Keep the wording of every entry intact in your copy, and omit the pictures.

::: EXERCISE INPUT

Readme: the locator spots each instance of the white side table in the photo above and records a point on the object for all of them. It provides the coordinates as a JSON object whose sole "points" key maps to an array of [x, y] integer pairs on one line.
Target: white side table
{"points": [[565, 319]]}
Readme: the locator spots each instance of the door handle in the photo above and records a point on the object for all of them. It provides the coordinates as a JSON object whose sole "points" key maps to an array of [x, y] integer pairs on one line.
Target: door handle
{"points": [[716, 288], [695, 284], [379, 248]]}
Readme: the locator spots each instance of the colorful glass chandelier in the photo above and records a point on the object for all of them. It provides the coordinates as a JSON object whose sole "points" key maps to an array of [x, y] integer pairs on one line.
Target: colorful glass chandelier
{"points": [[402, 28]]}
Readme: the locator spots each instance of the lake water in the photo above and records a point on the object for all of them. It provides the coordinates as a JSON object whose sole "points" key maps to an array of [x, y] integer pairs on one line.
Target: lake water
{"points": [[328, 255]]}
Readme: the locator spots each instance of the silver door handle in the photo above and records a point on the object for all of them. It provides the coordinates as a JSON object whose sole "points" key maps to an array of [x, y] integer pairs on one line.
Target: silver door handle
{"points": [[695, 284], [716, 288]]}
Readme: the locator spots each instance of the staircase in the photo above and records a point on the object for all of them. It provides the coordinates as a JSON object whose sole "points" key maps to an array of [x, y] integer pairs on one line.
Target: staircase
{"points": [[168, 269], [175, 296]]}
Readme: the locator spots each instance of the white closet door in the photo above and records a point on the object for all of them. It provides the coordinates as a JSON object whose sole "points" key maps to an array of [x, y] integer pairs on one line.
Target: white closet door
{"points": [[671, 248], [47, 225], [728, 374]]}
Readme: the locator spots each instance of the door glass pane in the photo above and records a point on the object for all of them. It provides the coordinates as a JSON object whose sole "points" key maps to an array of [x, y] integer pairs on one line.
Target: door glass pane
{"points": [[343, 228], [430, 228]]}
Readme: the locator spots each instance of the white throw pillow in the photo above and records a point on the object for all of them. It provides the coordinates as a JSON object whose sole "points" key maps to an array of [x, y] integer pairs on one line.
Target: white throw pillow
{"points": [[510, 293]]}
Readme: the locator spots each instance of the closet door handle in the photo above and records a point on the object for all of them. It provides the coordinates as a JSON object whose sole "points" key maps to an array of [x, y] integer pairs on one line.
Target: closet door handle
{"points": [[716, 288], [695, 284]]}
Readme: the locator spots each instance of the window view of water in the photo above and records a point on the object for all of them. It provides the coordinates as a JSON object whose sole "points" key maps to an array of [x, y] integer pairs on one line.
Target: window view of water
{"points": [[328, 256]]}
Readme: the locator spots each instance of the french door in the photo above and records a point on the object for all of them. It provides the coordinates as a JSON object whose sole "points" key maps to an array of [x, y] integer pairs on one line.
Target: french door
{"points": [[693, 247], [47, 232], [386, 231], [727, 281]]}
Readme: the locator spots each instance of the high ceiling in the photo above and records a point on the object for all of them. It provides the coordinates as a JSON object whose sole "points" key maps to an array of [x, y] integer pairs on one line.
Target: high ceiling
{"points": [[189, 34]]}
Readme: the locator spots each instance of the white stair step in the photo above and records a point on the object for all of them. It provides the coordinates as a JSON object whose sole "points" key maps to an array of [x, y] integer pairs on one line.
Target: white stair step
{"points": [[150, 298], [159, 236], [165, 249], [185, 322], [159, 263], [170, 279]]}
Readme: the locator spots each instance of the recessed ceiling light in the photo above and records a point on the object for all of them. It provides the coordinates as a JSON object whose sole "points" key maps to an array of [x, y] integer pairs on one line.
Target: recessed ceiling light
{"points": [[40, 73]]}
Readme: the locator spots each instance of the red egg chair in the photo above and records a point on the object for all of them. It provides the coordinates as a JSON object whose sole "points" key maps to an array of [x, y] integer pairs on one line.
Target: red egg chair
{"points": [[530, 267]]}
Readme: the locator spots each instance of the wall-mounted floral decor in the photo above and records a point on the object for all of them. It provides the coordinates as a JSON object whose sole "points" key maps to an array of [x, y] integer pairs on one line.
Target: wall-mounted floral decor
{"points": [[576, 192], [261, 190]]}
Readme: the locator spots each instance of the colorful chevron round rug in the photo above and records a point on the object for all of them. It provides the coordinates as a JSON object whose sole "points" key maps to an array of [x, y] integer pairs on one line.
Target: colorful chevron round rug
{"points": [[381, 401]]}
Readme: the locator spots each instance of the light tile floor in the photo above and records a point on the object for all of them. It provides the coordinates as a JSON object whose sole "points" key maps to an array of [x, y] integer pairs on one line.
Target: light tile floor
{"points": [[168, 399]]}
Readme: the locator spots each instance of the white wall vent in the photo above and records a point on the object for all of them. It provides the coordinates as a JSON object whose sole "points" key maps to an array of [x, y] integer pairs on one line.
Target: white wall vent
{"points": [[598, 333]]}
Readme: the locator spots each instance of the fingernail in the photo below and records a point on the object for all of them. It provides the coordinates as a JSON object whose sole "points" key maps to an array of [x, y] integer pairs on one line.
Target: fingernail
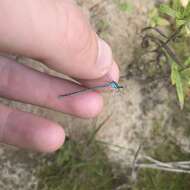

::::::

### ANSWER TO THIS EXERCISE
Readme: the locator spots each instance of the white side table in the photo above and records a point on the object for all of them. It provides the coordinates as a JSON object whose sole "points" key maps to an array of [x, y] integer pairs on one line.
Target: white side table
{"points": [[565, 319]]}
Readme: the locator spots each instance of the door handle in the photo above and records a point on the object for all of them. It provides the coordinates as a JSON object whose sole "points" key maps to an array of [x, y] integer pairs on one line.
Target: door handle
{"points": [[716, 288], [695, 284], [379, 248]]}
Readme: the locator spots each instance of the colorful glass chandelier in the photo above and records a point on the object for all of them. It provides the coordinates as a JSON object whose sole "points" key maps to an array of [x, y] integer pairs on one line.
Target: colorful glass chandelier
{"points": [[402, 28]]}
Readme: the locator spots each instance of the lake water in the photo above and records a point on the object for all of them. It provides the coordinates as a JSON object whose sole "points" key maps to an array of [x, y] integer pairs on one line.
Target: lake water
{"points": [[328, 255]]}
Readme: the locator spots each instance of the silver door handle in the photo above and records a point on the object for all of them. It provides the coordinates as a JSON object whose sole "points" key maps to an array of [x, y] integer pairs on one line.
Target: silver door handle
{"points": [[695, 284], [716, 288]]}
Readme: the locator spots each instance of the staircase in the photo above and records a point on the object for all of them. It provides the coordinates as a JSON object whose sole "points" key maps to an array of [x, y] integer pairs on one line.
Target: staircase
{"points": [[168, 269], [175, 296]]}
Readme: the locator spots each instance of the white closet door in the photo above and records a point on the object for all of them. It provides the coordinates as a JSON object whose sole "points" key maps to an array of [x, y] integer pairs on one line.
Target: white closet door
{"points": [[671, 248], [47, 225], [728, 374]]}
Readme: the locator spots each instance of the door glass pane in the photo above and records a point on the object for all of them. It provides the coordinates as a JSON object whose sole "points" key maps to an array of [x, y] integer pairs on one line.
Target: door glass pane
{"points": [[343, 228], [430, 228]]}
Readme: the locator spots each instance of the white throw pillow in the photo above and records a point on the object for all of them. It provides the coordinates as a JSON object whose sole "points" key maps to an array of [x, y] integer pairs on one line.
Target: white throw pillow
{"points": [[510, 293]]}
Readme: the locator spots each instance of the closet door handle in the photo above and records a point on the object for all of them. It provides the coordinates as a JSON object whose sole "points" key maps to an array of [x, y] integer pairs on one line.
Target: closet door handle
{"points": [[716, 288], [695, 284]]}
Readme: the locator spots each instance of the window view of water in the photo above and records a point on the object for all of them. It provides the coordinates as a JSON object whose sole "points" key maps to an array of [x, y] integer pairs on one line.
Target: window view of water
{"points": [[328, 256]]}
Readme: the locator spots each instance of the french door in the photo above and records a point on the object for all of them. It provides the coordinates as a JSON object whose sole "points" key maps to an array of [x, y] integer pairs on one line.
Target: french door
{"points": [[693, 247], [47, 232], [386, 231], [727, 281]]}
Readme: the locator spots each instance of the high ceiling in the photo above and records a point on the object for all of them. It provides the coordinates as a JSON object whose sole "points" key maps to an array of [x, y] integer pairs on one line.
Target: high ceiling
{"points": [[189, 34]]}
Readme: the locator spots each instance of the white stair step in the photo above and records a point on the object for all of them. It provides the coordinates as a JSON object whose sole "points" key maps to an array of [x, y] integer pairs on one line.
Target: white stair step
{"points": [[150, 298], [159, 236], [165, 249], [185, 322], [159, 263], [170, 279]]}
Readme: the locator spots each instance of the recessed ceiling light in the photo above and records a point on the object for all of them. It provides the coordinates as a JSON object whose sole "points" key maps to an array of [x, y] integer pairs on one line.
Target: recessed ceiling light
{"points": [[40, 73]]}
Readme: the locator spots each instance of the red egg chair in the photo above and records a point on the object for all of them. It provides the coordinates as a JSON object whose sole "points" key maps to an array of [x, y] integer pairs on one line.
Target: red egg chair
{"points": [[530, 267]]}
Readme: the locator spots each instance of the wall-mounted floral decor in the photo above and records a point on the object for all of them. It provides the coordinates as a JSON object whose sole "points" key maps to an array of [x, y] integer pairs on one line.
Target: wall-mounted floral decor
{"points": [[576, 192], [261, 190]]}
Readme: the locator spots each instance of the colorful chevron round rug in the photo above and records a point on the object for all of them. It provides the coordinates as a JSON object whose sole "points" key maps to an array of [x, y] integer pairs on one line.
Target: colorful chevron round rug
{"points": [[381, 401]]}
Readme: the locator spots each instance of the light tile floor in the photo above and records a point on the object for all of them. It provides the coordinates as a JSON object whose sole "points" key maps to an array of [x, y] integer pairs on one line.
Target: light tile floor
{"points": [[168, 399]]}
Readme: the locator spots each instance of the white wall vent in the photo above and records a point on the object for all of them. It provides the coordinates as a JSON object whose sole "points" key maps to an array of [x, y] integer pairs on one line.
Target: white wall vent
{"points": [[598, 333]]}
Readme: the locator spots each instance of the fingernail in the photo below and records a point on the object for all of them. It provides the coordinates as a JSON object whose sole "points" key maps to an array of [x, y] integer pairs on one line.
Target: fingernail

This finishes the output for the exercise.